Input data:
#####

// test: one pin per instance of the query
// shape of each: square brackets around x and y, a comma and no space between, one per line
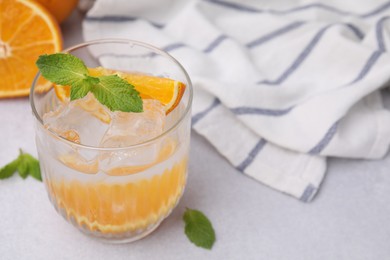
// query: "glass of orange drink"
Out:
[116,175]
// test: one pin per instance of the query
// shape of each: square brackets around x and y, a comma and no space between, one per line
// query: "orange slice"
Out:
[168,91]
[27,30]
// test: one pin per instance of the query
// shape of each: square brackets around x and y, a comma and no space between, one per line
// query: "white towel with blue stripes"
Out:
[279,85]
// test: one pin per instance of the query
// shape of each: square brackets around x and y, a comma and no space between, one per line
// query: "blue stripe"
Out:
[200,115]
[274,34]
[260,111]
[173,46]
[377,10]
[309,193]
[299,60]
[305,53]
[379,33]
[215,43]
[236,6]
[244,8]
[118,19]
[325,140]
[252,155]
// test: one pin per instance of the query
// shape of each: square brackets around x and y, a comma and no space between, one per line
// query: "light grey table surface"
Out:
[349,218]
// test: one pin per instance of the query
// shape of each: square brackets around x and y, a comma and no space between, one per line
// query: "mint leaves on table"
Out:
[68,70]
[198,228]
[25,165]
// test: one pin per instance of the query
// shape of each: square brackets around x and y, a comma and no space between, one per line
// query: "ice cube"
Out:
[82,121]
[132,128]
[128,129]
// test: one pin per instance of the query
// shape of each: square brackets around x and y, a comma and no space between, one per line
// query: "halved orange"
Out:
[168,91]
[27,30]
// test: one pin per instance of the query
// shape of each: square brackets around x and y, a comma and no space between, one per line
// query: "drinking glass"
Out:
[117,194]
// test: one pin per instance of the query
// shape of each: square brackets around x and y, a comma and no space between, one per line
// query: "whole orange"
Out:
[60,9]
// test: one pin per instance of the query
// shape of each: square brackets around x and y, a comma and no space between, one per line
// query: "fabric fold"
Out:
[278,88]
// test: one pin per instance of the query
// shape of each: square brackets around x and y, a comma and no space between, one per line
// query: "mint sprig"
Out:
[26,165]
[68,70]
[198,228]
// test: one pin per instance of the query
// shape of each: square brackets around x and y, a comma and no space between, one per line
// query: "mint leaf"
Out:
[9,169]
[198,228]
[117,94]
[63,69]
[25,164]
[68,70]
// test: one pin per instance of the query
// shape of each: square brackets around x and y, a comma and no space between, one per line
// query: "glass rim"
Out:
[120,41]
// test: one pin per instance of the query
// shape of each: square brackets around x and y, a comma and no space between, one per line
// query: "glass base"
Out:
[121,240]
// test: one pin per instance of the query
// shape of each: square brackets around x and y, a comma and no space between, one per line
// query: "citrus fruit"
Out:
[60,9]
[120,206]
[168,91]
[27,30]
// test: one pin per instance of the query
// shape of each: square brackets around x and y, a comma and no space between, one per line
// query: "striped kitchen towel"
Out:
[279,85]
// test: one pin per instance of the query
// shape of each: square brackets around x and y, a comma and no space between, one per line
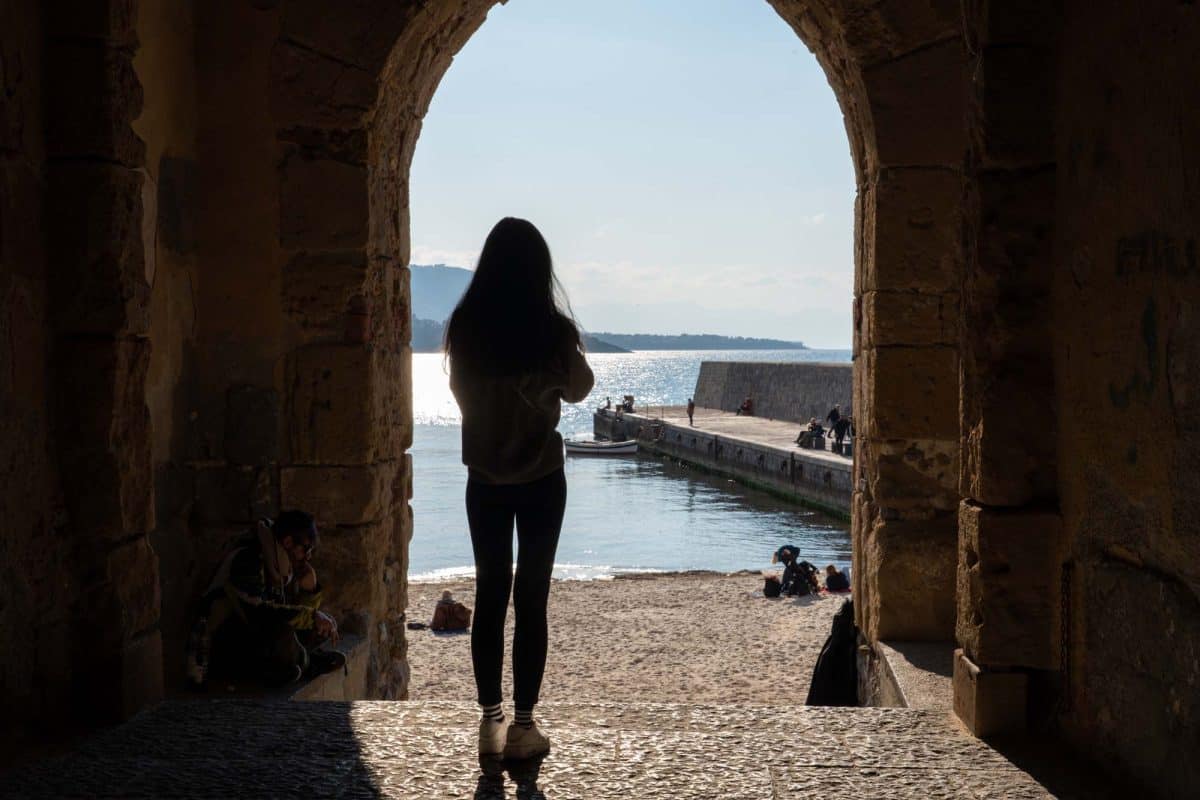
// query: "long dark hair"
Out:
[514,317]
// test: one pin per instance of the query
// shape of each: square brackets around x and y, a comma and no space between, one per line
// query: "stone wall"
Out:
[796,392]
[821,483]
[203,264]
[1126,299]
[36,585]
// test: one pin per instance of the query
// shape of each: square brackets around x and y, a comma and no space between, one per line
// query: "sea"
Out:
[624,515]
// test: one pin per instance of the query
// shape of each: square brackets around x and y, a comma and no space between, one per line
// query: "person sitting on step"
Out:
[835,581]
[261,615]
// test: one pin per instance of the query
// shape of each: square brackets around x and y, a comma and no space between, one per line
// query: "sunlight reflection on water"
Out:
[631,513]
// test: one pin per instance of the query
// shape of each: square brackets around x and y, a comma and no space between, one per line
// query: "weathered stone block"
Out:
[989,702]
[340,495]
[105,443]
[912,236]
[96,256]
[910,318]
[892,28]
[347,145]
[1005,461]
[229,494]
[1137,666]
[1012,113]
[323,204]
[363,31]
[94,95]
[910,579]
[1008,587]
[318,289]
[351,564]
[252,425]
[316,90]
[349,404]
[111,20]
[913,392]
[918,104]
[916,475]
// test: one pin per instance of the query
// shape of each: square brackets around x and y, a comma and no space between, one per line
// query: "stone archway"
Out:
[288,162]
[202,260]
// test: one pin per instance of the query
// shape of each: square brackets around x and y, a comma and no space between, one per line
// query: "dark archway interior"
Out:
[203,264]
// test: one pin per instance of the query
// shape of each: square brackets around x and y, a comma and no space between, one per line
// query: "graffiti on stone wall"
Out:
[1153,252]
[1141,384]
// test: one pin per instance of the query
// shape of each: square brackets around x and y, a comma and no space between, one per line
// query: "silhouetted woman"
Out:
[515,355]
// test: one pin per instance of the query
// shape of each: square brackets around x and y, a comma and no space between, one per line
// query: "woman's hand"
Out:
[325,626]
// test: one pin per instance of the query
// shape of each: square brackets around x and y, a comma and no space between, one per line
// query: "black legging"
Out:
[538,510]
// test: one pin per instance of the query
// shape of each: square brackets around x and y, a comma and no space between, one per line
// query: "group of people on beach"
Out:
[801,577]
[813,437]
[263,609]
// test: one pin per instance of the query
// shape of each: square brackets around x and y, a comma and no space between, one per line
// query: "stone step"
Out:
[207,749]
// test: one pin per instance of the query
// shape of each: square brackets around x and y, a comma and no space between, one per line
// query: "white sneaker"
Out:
[491,738]
[526,743]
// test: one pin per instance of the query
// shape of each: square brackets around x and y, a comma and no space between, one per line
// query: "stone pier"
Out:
[751,450]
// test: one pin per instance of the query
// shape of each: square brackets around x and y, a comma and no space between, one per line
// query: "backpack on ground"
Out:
[835,677]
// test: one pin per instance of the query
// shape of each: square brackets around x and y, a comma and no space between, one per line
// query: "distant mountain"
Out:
[436,289]
[427,338]
[696,342]
[594,344]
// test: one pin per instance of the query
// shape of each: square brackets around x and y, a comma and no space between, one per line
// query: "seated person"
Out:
[810,435]
[798,576]
[840,428]
[262,611]
[835,581]
[450,614]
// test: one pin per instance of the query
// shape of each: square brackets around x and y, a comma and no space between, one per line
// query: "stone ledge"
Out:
[341,685]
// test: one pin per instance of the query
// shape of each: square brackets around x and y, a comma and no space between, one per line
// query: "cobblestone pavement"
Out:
[244,749]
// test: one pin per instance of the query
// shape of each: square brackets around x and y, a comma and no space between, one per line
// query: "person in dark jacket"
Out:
[798,576]
[835,581]
[262,613]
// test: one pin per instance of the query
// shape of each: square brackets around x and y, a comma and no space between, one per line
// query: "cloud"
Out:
[429,254]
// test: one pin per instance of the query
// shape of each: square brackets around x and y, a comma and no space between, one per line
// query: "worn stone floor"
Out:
[246,749]
[775,433]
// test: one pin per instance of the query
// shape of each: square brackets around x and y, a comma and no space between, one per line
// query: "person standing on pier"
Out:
[515,354]
[833,416]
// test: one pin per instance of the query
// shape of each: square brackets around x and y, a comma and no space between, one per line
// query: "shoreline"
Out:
[687,636]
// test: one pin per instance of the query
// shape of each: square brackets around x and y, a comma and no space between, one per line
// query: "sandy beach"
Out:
[694,637]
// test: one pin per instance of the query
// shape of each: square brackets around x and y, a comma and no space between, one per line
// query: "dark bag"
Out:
[450,617]
[835,677]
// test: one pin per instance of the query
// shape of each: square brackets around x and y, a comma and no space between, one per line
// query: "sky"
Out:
[685,160]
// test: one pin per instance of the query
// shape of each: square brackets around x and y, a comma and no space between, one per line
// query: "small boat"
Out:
[600,447]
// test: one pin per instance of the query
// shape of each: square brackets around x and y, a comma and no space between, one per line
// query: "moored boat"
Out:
[600,447]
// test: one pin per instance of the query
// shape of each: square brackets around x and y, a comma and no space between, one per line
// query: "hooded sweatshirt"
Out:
[509,421]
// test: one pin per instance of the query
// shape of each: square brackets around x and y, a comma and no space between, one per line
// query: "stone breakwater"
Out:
[793,392]
[751,450]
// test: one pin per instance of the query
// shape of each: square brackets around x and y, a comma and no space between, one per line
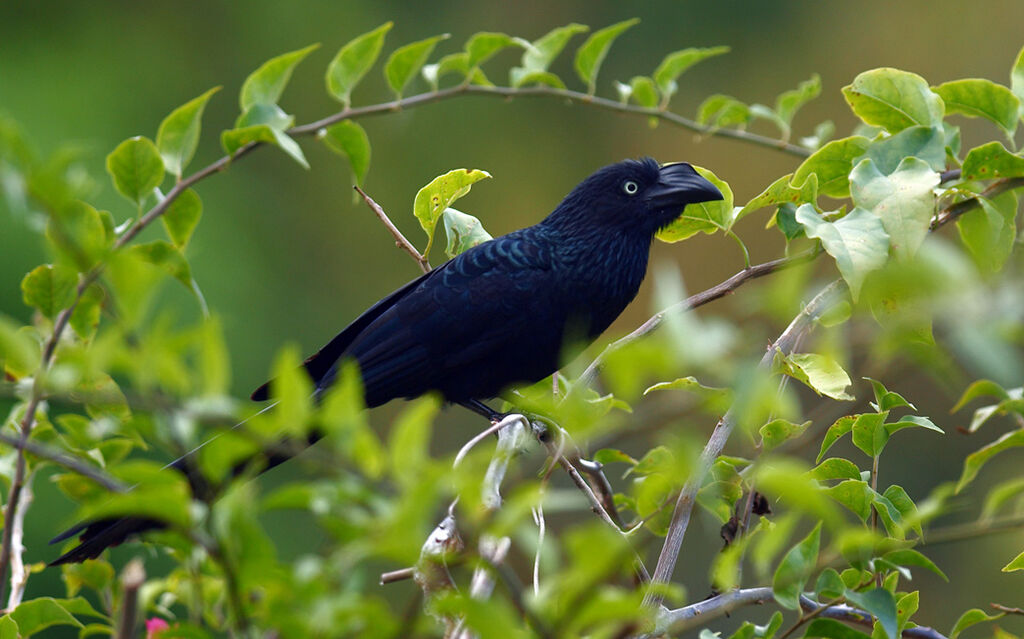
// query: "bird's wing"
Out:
[320,363]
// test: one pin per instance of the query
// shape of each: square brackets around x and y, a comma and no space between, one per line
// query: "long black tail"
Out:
[96,536]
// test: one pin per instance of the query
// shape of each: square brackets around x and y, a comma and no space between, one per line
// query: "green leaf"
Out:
[349,139]
[929,143]
[904,201]
[19,353]
[1017,563]
[643,91]
[989,231]
[590,55]
[976,460]
[543,51]
[830,629]
[136,168]
[782,190]
[265,85]
[991,161]
[439,194]
[37,614]
[464,231]
[1017,77]
[177,136]
[704,216]
[886,399]
[893,99]
[833,164]
[794,570]
[778,431]
[49,288]
[835,468]
[482,46]
[841,427]
[722,111]
[869,433]
[352,61]
[882,605]
[855,495]
[980,388]
[982,98]
[910,557]
[821,373]
[971,618]
[406,61]
[788,102]
[677,62]
[858,242]
[181,217]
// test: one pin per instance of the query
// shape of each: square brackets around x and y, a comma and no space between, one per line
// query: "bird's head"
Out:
[636,195]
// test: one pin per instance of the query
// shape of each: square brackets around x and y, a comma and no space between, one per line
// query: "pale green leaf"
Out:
[893,99]
[783,190]
[49,289]
[406,61]
[1017,563]
[974,462]
[439,194]
[821,373]
[794,570]
[177,136]
[704,216]
[181,217]
[989,231]
[590,55]
[544,50]
[903,201]
[929,143]
[352,62]
[464,231]
[349,139]
[977,97]
[991,161]
[833,164]
[136,168]
[722,111]
[265,85]
[677,62]
[858,242]
[788,102]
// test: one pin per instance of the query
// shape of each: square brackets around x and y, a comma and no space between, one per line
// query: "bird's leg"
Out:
[483,410]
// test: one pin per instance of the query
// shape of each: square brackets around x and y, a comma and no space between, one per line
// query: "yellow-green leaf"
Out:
[352,61]
[177,136]
[265,85]
[590,55]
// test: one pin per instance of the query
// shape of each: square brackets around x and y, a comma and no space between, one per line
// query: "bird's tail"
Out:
[96,536]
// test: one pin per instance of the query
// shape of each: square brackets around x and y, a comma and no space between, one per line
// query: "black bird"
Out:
[500,313]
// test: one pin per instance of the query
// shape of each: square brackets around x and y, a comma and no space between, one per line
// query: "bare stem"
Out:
[399,240]
[684,505]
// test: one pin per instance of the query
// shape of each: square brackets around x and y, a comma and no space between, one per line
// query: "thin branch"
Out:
[70,462]
[698,299]
[684,505]
[132,579]
[845,612]
[578,97]
[18,576]
[399,240]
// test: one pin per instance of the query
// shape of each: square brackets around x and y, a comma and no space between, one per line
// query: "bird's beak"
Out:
[678,184]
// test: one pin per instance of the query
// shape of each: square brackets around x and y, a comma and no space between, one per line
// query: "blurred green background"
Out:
[285,255]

#####

Work instructions:
Identify each line in the rows above that contains the string "long" and copy every such line. Case counts.

Complete output:
// query: "long dark hair"
// query: "long black tail"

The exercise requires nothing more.